**Extracto de página**
• • •

La tragedia de una memoria infinita
No recuerdo (no es una broma; creo que acababa de leer La memoria de Shakespeare, de Borges) de qué modo conocí la desaventurada historia de S. Puedo reconocer, sí, la razón del interés que despertó en mí. Es casi mi opuesto. No es además la genial invención ni el sueño de un demiurgo: su historia, cierta y fatalmente memorable, transcurre en Rusia, a comienzos del siglo pasado. No es sencillo olvidarla, aunque extraviarla sería un modo de rendirle tributo a quien padeció hasta la locura de memoria infalible.
Solomón Veniamínovich Shereshevski (18861958) era periodista de oficio en un periódico de Moscú. Cuando el jefe de noticias del diario reunía a los cronistas para asignarles las tareas del día, le parecía extraño que el joven redactor no anotara las instrucciones como lo hacían sus colegas. Soltaba direcciones, horarios, nombres, pero Shereshevski parecía empecinado en desoírlo. Pensó al principio que se burlaba. Pero, al cabo del día, la tarea había sido minuciosamente hecha.

• • •

(Datos de expresiones referenciales)
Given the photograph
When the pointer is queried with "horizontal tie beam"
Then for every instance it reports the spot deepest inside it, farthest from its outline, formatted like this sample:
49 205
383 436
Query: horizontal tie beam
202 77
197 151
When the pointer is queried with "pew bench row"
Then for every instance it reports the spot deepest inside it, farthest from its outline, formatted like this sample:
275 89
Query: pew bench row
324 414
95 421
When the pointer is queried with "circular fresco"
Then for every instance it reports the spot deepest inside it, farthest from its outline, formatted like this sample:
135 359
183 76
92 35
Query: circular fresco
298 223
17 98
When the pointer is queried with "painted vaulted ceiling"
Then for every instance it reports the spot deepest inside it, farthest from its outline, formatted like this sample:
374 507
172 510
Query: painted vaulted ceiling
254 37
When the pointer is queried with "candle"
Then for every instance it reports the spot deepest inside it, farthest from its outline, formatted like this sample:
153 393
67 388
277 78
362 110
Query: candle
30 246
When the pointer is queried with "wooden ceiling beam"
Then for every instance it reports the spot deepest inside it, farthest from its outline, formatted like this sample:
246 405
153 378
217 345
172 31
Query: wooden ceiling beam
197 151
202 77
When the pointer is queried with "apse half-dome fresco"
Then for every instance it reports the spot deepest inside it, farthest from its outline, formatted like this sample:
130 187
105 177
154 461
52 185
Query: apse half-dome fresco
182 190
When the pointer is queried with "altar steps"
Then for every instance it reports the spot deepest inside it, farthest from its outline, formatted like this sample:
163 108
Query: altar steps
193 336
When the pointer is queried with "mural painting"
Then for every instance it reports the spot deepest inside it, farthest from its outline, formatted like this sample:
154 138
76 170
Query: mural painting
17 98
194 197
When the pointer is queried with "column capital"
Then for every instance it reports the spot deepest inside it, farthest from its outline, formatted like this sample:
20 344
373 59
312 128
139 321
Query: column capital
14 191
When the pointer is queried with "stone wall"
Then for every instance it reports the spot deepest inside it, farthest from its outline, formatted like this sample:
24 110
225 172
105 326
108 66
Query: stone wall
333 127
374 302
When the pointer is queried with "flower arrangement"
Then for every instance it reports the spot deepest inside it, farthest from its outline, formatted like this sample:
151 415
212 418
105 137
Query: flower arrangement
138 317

• • •

**Qué se pide**
A – Reproduce sin cambios el pasaje del texto sobre la memoria infinita que empieza con "Solomón Veniamínovich Shereshevski" y sigue hasta "sido minuciosamente hecha.".
B – Escribe la continuación del texto sobre la memoria infinita a partir de su última oración.

**Respuestas escritas**
A –
Solomón Veniamínovich Shereshevski (18861958) era periodista de oficio en un periódico de Moscú. Cuando el jefe de noticias del diario reunía a los cronistas para asignarles las tareas del día, le parecía extraño que el joven redactor no anotara las instrucciones como lo hacían sus colegas. Soltaba direcciones, horarios, nombres, pero Shereshevski parecía empecinado en desoírlo. Pensó al principio que se burlaba. Pero, al cabo del día, la tarea había sido minuciosamente hecha.

B –
Cuentan, la historia merece ser cierta, que una vez le encargaron oír un fatigoso discurso que luego debía mecanografiar en unas cuartillas. Shereshevski, seguro de sí y acaso algo engreído, escuchó la conferencia sin pestañear ni tomar notas; en cuanto llegó a la redacción, la replicó sin un solo error. Alguien reconoció la extravagancia y pensó que un caso tan extraordinario debía asombrar aun a los científicos.
Dócil, tal vez curioso ante su naturaleza inaudita que lo hacía tan distinto de todos los demás, Shereshevski se avino a asistir a un instituto de psicología en Moscú. El neurólogo que lo atendió, Alexander Luria, supo de inmediato que estaba ante un prodigio. La memoria de S. era absoluta. Solo Borges había soñado esa fatalidad.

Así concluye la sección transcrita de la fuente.